RECORDED INFORMATION:
==========

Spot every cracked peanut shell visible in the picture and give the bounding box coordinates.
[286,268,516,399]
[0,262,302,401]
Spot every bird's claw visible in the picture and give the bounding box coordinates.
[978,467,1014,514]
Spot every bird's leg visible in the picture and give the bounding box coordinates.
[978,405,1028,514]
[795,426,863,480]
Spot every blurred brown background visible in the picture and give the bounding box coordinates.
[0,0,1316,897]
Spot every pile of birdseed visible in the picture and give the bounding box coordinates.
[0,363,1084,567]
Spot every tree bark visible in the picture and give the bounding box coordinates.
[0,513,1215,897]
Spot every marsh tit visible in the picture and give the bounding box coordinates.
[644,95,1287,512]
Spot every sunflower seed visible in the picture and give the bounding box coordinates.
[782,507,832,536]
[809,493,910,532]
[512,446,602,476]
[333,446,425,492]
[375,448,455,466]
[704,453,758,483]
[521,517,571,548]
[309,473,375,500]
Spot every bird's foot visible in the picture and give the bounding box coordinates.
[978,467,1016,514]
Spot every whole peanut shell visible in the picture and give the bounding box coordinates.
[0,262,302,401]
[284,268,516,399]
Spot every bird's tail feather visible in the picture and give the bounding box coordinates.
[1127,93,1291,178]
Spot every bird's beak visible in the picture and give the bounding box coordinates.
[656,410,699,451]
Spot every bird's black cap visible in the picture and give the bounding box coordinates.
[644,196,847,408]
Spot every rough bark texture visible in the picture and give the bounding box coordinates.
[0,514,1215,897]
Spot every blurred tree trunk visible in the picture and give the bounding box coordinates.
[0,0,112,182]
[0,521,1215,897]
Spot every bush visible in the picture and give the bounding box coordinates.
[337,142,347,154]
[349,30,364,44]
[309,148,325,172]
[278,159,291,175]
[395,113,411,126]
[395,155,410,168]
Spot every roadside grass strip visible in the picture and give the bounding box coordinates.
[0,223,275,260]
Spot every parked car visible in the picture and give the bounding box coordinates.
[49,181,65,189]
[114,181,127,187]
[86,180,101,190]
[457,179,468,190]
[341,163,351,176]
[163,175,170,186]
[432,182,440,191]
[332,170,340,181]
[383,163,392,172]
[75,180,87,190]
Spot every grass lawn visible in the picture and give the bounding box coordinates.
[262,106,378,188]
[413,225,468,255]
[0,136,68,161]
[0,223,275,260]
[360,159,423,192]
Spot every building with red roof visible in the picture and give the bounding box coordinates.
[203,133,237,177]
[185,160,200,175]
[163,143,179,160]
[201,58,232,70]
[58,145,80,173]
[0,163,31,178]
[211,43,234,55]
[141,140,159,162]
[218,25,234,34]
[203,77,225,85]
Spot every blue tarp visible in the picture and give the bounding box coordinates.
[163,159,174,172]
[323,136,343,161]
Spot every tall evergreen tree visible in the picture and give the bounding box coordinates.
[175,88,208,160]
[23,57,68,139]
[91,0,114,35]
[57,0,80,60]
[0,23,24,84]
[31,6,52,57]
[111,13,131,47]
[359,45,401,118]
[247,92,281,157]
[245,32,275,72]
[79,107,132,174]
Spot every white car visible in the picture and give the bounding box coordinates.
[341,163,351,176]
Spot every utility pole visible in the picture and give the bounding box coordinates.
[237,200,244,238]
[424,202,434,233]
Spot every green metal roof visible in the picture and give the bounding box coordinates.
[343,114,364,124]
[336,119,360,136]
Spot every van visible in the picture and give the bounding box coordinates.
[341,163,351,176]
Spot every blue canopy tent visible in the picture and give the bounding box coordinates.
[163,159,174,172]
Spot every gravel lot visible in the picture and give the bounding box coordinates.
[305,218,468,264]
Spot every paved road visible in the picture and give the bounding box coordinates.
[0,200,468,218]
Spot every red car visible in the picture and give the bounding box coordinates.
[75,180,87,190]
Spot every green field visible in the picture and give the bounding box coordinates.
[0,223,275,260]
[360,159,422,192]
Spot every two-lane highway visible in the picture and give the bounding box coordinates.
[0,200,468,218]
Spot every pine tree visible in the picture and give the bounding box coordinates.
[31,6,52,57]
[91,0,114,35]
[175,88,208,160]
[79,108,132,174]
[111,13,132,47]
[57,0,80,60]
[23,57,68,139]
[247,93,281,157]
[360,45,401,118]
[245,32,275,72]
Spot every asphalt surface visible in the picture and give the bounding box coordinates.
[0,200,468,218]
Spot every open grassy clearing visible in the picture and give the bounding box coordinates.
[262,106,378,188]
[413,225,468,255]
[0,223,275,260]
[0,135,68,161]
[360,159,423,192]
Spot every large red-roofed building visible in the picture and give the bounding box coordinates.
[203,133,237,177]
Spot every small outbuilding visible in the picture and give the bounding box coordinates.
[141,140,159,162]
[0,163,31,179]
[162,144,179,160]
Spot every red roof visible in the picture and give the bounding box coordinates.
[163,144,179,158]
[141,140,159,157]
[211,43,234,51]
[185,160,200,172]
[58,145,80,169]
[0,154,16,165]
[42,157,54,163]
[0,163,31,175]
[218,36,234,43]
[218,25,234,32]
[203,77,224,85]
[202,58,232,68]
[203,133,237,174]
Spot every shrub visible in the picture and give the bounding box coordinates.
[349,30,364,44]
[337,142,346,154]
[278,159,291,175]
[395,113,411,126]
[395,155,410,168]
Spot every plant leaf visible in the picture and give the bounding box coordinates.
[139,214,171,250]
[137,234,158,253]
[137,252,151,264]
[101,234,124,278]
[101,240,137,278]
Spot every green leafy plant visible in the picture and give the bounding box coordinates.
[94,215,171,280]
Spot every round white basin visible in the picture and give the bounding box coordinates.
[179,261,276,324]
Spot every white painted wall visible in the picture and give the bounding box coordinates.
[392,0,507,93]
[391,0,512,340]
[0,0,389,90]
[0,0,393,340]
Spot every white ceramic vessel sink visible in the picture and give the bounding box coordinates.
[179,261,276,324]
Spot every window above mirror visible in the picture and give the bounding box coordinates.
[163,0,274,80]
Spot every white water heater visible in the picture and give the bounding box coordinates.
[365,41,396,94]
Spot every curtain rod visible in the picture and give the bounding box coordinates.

==========

GOAL: Retype all of the data above line for line, with no changes.

RESPONSE TO THE EXERCISE:
Spot every cracked peanut shell visible in the picture and give the bounding box coordinates.
[286,268,516,399]
[0,262,302,401]
Spot every bird's claw visible in the picture and give the bounding box coordinates.
[978,467,1014,514]
Spot every bird's leg visible in the picture and give the bounding box coordinates.
[978,405,1028,514]
[795,426,863,480]
Spot every blurred brown background visible in the picture and give the bounding box coordinates.
[0,0,1316,897]
Spot every pile of birdseed visible in the picture and give the bounding box coordinates.
[0,363,1084,567]
Spot every tree bark visible in the picture and give the bounding box coordinates.
[0,513,1215,897]
Spot every marsh tit visible in the picture and give the bounding box coordinates.
[644,95,1287,512]
Spot every sunflower seed visible in the picture and give the bounding box coordinates.
[782,507,832,536]
[809,493,910,532]
[512,446,602,476]
[333,446,425,492]
[375,448,455,466]
[704,453,758,483]
[521,517,571,548]
[309,473,375,500]
Spot every bird's foot visible in the picture and give the bounding box coordinates.
[978,467,1016,514]
Spot every whole peanut shell visible in the picture and give the bounding box coordinates.
[0,262,302,401]
[284,268,516,399]
Spot every bird's tail feather visible in the picture and give the bounding box coordinates.
[1127,93,1291,178]
Spot every bird's beak visible in the picture and give the bounding box coordinates.
[656,410,699,451]
Spot every bird's black cap visible in the picture and give the bounding box coordinates.
[644,196,847,408]
Spot every rough bark texture visible in the picture and give the bounding box coordinates.
[0,514,1215,897]
Spot every blurred tree trunk visible in the picture and give the bounding box coordinates.
[0,0,112,182]
[0,521,1215,897]
Spot every bush visible in the picture and give the bounding box coordinates.
[337,142,347,154]
[349,30,364,44]
[309,148,325,172]
[278,159,291,175]
[395,113,411,126]
[395,155,410,168]
Spot every roadside grass strip visible in the picture and give the bounding box coordinates.
[0,223,275,260]
Spot every parked car visible in the picture and give the bounding box coordinates.
[49,181,65,189]
[114,181,127,187]
[86,180,101,190]
[457,179,468,190]
[341,163,351,176]
[163,175,170,186]
[432,182,440,191]
[332,170,340,181]
[383,163,392,172]
[75,180,87,190]
Spot every grass lawn visible in the picture and give the bounding box coordinates.
[262,106,378,188]
[413,225,468,255]
[0,136,68,161]
[0,223,275,260]
[360,159,423,192]
Spot every building with red roof visible in the picture and give the bounding box coordinates.
[203,133,237,177]
[185,160,200,175]
[163,143,179,160]
[201,58,232,70]
[58,145,80,173]
[0,163,31,178]
[211,43,234,55]
[141,140,159,162]
[218,25,234,34]
[203,77,225,85]
Spot every blue tarp visible in the picture and give the bounding box coordinates.
[163,159,174,172]
[323,136,343,161]
Spot every tall evergreen tree visible in the picture and give the bounding box coordinates.
[175,88,208,160]
[23,57,68,139]
[91,0,114,35]
[57,0,80,60]
[0,23,24,84]
[31,6,52,57]
[111,13,131,47]
[359,45,401,118]
[247,92,281,157]
[245,32,275,72]
[79,107,132,174]
Spot every white car visible in the picture and give the bounding box coordinates.
[341,163,351,176]
Spot every utility pole visible in the picture and give the bounding box coordinates.
[237,200,244,238]
[424,202,434,233]
Spot every green metal roof visible in the picture and give the bounding box coordinates.
[343,114,364,124]
[336,119,360,136]
Spot every van visible in the picture and give the bounding box coordinates.
[341,163,351,176]
Spot every blue canopy tent visible in the picture and give the bounding box coordinates.
[163,159,174,172]
Spot every gravel lot visible in the picture and give the bounding box coordinates.
[305,218,468,264]
Spot every paved road visible in the picture and give the bounding box coordinates.
[0,200,468,218]
Spot every red car visible in the picture and give the bounding box coordinates.
[75,180,87,190]
Spot every green field visible in the picture and give the bounding box coordinates.
[0,223,275,260]
[360,159,422,192]
Spot every two-lane highway visible in the picture and give the bounding box coordinates.
[0,200,468,218]
Spot every pine tree visible in the picture and give the bounding box coordinates.
[31,6,52,57]
[91,0,114,35]
[175,88,208,160]
[79,108,132,174]
[111,13,132,47]
[57,0,80,60]
[23,57,68,139]
[247,93,281,157]
[360,45,401,118]
[245,32,275,72]
Spot every asphalt surface visible in the picture and give the bounding box coordinates.
[0,200,468,218]
Spot every open grassy clearing visible in the picture and give the bounding box coordinates.
[262,106,378,188]
[413,225,468,255]
[0,223,275,260]
[0,135,68,161]
[360,159,423,192]
Spot every large red-roofed building visible in the picture and give the bounding box coordinates.
[203,133,237,177]
Spot every small outbuilding visible in the picture and give the bounding box coordinates.
[141,140,159,162]
[0,163,31,179]
[162,144,179,160]
Spot every red roof visible in the picture and give the bounding box coordinates.
[163,144,179,158]
[141,140,159,157]
[211,43,234,51]
[185,160,200,172]
[58,145,80,169]
[0,154,16,165]
[42,157,54,163]
[0,163,31,175]
[218,36,234,43]
[218,25,234,32]
[203,77,224,85]
[202,58,232,68]
[203,133,237,174]
Spot every shrub visible in the picture and give the bounding box coordinates.
[349,30,364,44]
[337,142,346,154]
[278,159,291,175]
[395,113,411,126]
[395,155,410,168]
Spot every plant leaf visible in the picture and give the bounding box coordinates.
[139,214,171,250]
[137,234,158,253]
[137,252,151,264]
[101,234,124,278]
[101,240,137,278]
Spot every green leafy plant visible in the picture and give the bounding box coordinates.
[94,215,171,280]
Spot every round white basin visible in the picture and give the bounding box coordinates.
[179,261,276,324]
Spot every white painted wall visible in the picture and give the bounding box coordinates.
[392,0,507,93]
[391,0,512,340]
[0,0,389,90]
[0,0,393,340]
Spot every white ceramic vessel sink visible in the picture and give the bounding box coordinates.
[179,261,276,324]
Spot every window above mirror visible in the picture and give the bounding box coordinates.
[163,0,274,80]
Spot every white water heater visible in the picture and give the bounding box coordinates.
[365,41,396,94]
Spot every curtain rod visible in the picture and give the bounding box coordinates.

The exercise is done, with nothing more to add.